**AIM**
Return the whole listing below unchanged and line for line, leaving out the pictures.

--- Begin PROVIDED INFORMATION ---

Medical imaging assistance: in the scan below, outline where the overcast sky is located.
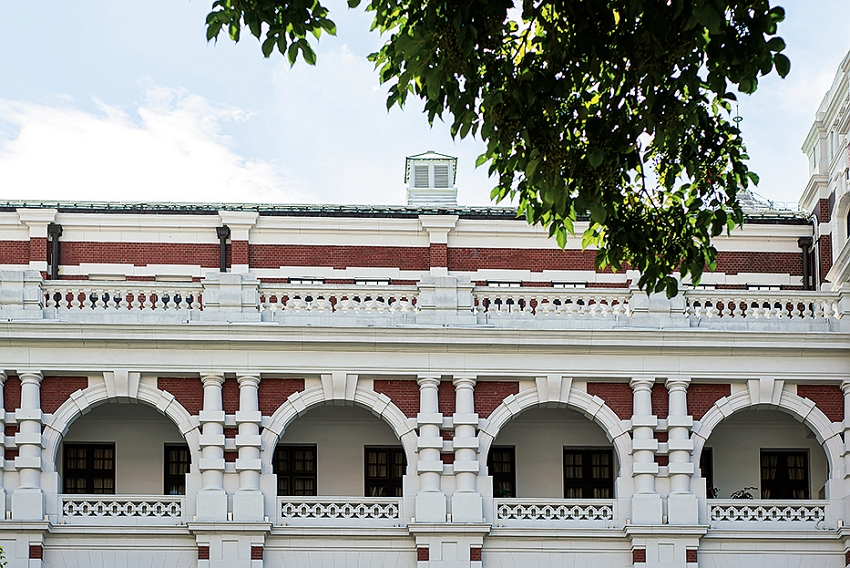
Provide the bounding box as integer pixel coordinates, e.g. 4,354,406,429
0,0,850,205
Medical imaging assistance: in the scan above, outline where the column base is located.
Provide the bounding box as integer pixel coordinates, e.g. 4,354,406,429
452,492,484,523
12,489,44,521
632,493,663,525
667,493,699,525
195,489,227,521
233,490,265,521
416,491,446,523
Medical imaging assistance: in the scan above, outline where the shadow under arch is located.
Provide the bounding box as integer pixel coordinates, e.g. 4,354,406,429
42,384,201,473
478,378,632,477
691,390,844,488
260,385,417,473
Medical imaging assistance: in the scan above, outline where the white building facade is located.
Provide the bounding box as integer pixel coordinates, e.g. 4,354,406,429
0,56,850,568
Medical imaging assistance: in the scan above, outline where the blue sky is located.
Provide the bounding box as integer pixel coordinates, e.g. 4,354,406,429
0,0,850,205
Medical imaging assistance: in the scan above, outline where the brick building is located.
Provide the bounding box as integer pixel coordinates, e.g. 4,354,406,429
0,60,850,568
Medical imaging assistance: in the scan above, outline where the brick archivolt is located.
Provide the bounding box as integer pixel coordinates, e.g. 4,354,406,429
691,386,844,479
42,383,201,472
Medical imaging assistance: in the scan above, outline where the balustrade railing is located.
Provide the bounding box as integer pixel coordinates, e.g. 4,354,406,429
260,284,418,315
685,290,840,320
709,499,829,529
42,280,203,312
59,495,185,525
278,497,401,526
474,286,632,317
494,499,616,527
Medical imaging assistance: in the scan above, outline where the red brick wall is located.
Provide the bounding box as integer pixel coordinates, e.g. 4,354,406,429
249,245,431,270
475,381,519,418
815,199,832,223
229,241,249,264
3,375,21,412
257,379,304,416
797,385,844,422
41,377,89,414
437,381,456,416
221,379,239,414
587,383,633,420
0,241,30,264
652,383,670,418
818,235,832,282
372,379,418,418
716,251,803,276
156,377,204,414
688,385,732,420
431,243,449,266
29,237,47,262
58,241,219,268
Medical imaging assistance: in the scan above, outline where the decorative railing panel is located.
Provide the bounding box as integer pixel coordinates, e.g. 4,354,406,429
685,290,839,321
42,280,203,313
474,286,632,317
278,497,401,526
59,495,184,525
260,284,418,315
494,499,616,526
709,499,828,528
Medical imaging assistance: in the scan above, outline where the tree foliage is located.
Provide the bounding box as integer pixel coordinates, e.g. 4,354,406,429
207,0,790,296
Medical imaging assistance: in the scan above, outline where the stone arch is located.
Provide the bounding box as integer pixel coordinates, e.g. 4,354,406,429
42,384,201,472
691,381,844,480
261,382,417,473
478,377,632,477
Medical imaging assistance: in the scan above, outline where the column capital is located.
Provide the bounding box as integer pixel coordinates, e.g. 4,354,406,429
664,377,691,392
18,369,44,385
416,373,442,389
236,371,262,388
452,374,478,389
201,373,224,388
629,376,655,392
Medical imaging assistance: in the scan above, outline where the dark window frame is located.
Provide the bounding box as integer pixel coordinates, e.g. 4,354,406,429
62,442,116,495
272,444,319,497
162,443,192,495
759,449,812,500
363,446,407,497
487,446,516,499
561,446,616,499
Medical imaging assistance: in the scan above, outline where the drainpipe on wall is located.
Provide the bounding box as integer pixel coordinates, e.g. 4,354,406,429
47,223,62,280
215,225,230,272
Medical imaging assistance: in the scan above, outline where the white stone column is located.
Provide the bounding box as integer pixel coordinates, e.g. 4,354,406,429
195,373,227,521
666,377,699,525
629,377,662,525
452,375,483,523
12,370,44,521
416,375,446,523
233,373,265,521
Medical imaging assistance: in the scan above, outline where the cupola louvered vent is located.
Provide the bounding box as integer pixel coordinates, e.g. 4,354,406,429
404,152,457,207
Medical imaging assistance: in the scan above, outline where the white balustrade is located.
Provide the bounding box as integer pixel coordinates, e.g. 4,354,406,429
278,497,401,526
59,495,185,525
685,290,840,320
260,284,418,315
709,499,828,529
42,280,203,313
474,286,632,317
494,499,616,527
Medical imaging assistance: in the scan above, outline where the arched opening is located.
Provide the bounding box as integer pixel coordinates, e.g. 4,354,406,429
699,408,829,500
487,407,619,500
56,403,191,495
272,405,407,498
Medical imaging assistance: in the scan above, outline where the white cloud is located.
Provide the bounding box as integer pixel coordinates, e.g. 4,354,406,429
0,88,307,203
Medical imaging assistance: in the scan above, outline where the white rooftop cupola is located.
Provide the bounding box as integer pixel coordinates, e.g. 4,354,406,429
404,150,457,207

--- End PROVIDED INFORMATION ---

**RESPONSE TO THIS EXERCISE**
Medical imaging assistance: in the scan below, outline where the overcast sky is located.
Provide the bounding box as integer pixel coordinates, e.g. 4,354,406,429
0,0,850,205
Medical imaging assistance: in the scan above, outline where the column base is located.
Provide the bounding box as integer pixel coordinates, e.g. 4,354,406,429
452,492,484,523
12,489,44,521
632,493,663,525
667,493,699,525
195,489,227,521
233,490,265,521
416,491,446,523
Medical imaging assistance: in the scan above, outline where the shadow under arch is located.
Provide the bounding box as integer pixel coordinates, e.g. 4,354,406,429
42,384,201,473
478,378,632,477
691,390,844,488
260,385,417,473
Medical imaging assistance: in the scan above, outline where the white building facade is located.
Provide the bounding box as integer pixel coordinates, e.g. 4,354,406,429
0,56,850,568
Medical imaging assistance: in the scan above, outline where the blue sky is located.
Provide the bounding box as integer pixel coordinates, e.g. 4,354,406,429
0,0,850,205
Medical imaging assistance: in the scan above, outline where the brick building is located.
Provide the bounding box as integer pixel coordinates, e.g. 4,354,406,429
0,60,850,568
Medical imaging assistance: in the scan above, outline where the brick archivolt is located.
Provide the bounding box as integer pixel coordinates, e.g. 4,354,406,429
691,386,844,479
42,383,201,472
Medical imaging assistance: in the scan above, outline where the balustrade railing is located.
Provide the bounding box as integer pixel coordinates, e.g. 4,354,406,429
260,284,418,315
685,290,840,320
709,499,829,529
42,280,203,312
59,495,185,525
278,497,401,526
474,286,632,317
494,499,616,527
Medical imaging assistance: in the scan above, outline where the red brick wall is located.
Provide the bounding box as integer pixel coordinates, e.g. 4,354,406,429
249,245,431,270
475,381,519,418
815,199,832,223
229,241,249,264
3,375,21,412
257,379,304,416
797,385,844,422
41,377,89,414
437,381,456,416
221,379,239,414
587,383,633,420
0,241,30,264
652,383,670,418
818,235,832,282
372,379,418,418
716,251,803,276
156,377,204,414
688,385,732,420
431,243,449,266
29,237,47,262
58,241,219,268
Medical imaging assistance: in the scan above, outline where the decorative railing panel is located.
Provide the bounding box as integer pixel coordinates, e.g. 4,354,406,429
685,290,839,321
42,280,203,313
474,286,632,317
278,497,401,526
59,495,184,525
260,284,418,315
494,499,616,526
709,499,828,528
Medical imaging assistance: in the scan above, outline where the tree foliage is located.
Provide the bounding box as integer pixel coordinates, e.g. 4,354,406,429
207,0,790,296
Medical imaging assistance: in the scan above, outline where the stone arch is located.
Provide the bounding box as integer pixel coordinates, e.g. 4,354,406,429
42,384,201,472
691,381,844,480
261,382,417,473
478,377,632,477
Medical imaging assistance: in the scan above, outline where the column capital is located.
Provide the bounding box as integer pixel coordinates, e.g. 4,354,406,429
664,377,691,392
18,369,44,385
416,373,442,389
236,371,262,388
452,374,478,389
201,373,224,388
629,376,655,392
Medical imaging assistance: in the scan above, outline where the dark window frame is located.
Provide the bounding box as integer pixel coordinates, e.g. 4,354,406,429
62,442,116,495
272,444,319,497
162,443,192,495
759,449,812,500
363,446,407,497
487,446,516,499
561,446,616,499
Medical imaging assistance: in the scan above, outline where the drainpipe on wall is located.
Provide the bounding box as integer pixel coordinates, e.g. 4,354,406,429
47,223,62,280
215,225,230,272
Medical imaging assistance: in the scan above, outline where the white stone column is located.
Provide the bounding box as integer pixel coordinates, e.g. 4,354,406,429
195,373,227,521
666,377,699,525
629,377,662,525
452,375,483,523
12,370,44,521
416,375,446,523
233,373,265,521
Medical imaging assistance: in the scan above, outline where the cupola louvered vent is located.
Provide the bounding box as integer pixel coordinates, e.g. 4,354,406,429
404,152,457,207
Medical imaging assistance: in the scan above, outline where the white balustrade is located.
Provide the bounding box as integer pixel coordinates, e.g. 4,354,406,429
278,497,401,526
59,495,185,525
685,290,840,320
260,284,418,315
709,499,828,529
42,280,203,313
474,286,632,317
494,499,616,527
Medical imaging assistance: in the scan above, outline where the arched opening is located.
Provide the bounding box as integer pixel coordinates, e.g. 4,354,406,429
699,408,829,500
487,407,619,500
56,403,191,495
272,405,407,498
Medical imaging assistance: in the scan above, outline where the white cloud is located.
Provide the bounding box as integer pixel coordinates, e.g. 4,354,406,429
0,88,307,203
Medical imaging assistance: in the scan above, outline where the white rooftop cupola is located.
Provide the bounding box as integer pixel coordinates, e.g. 4,354,406,429
404,150,457,207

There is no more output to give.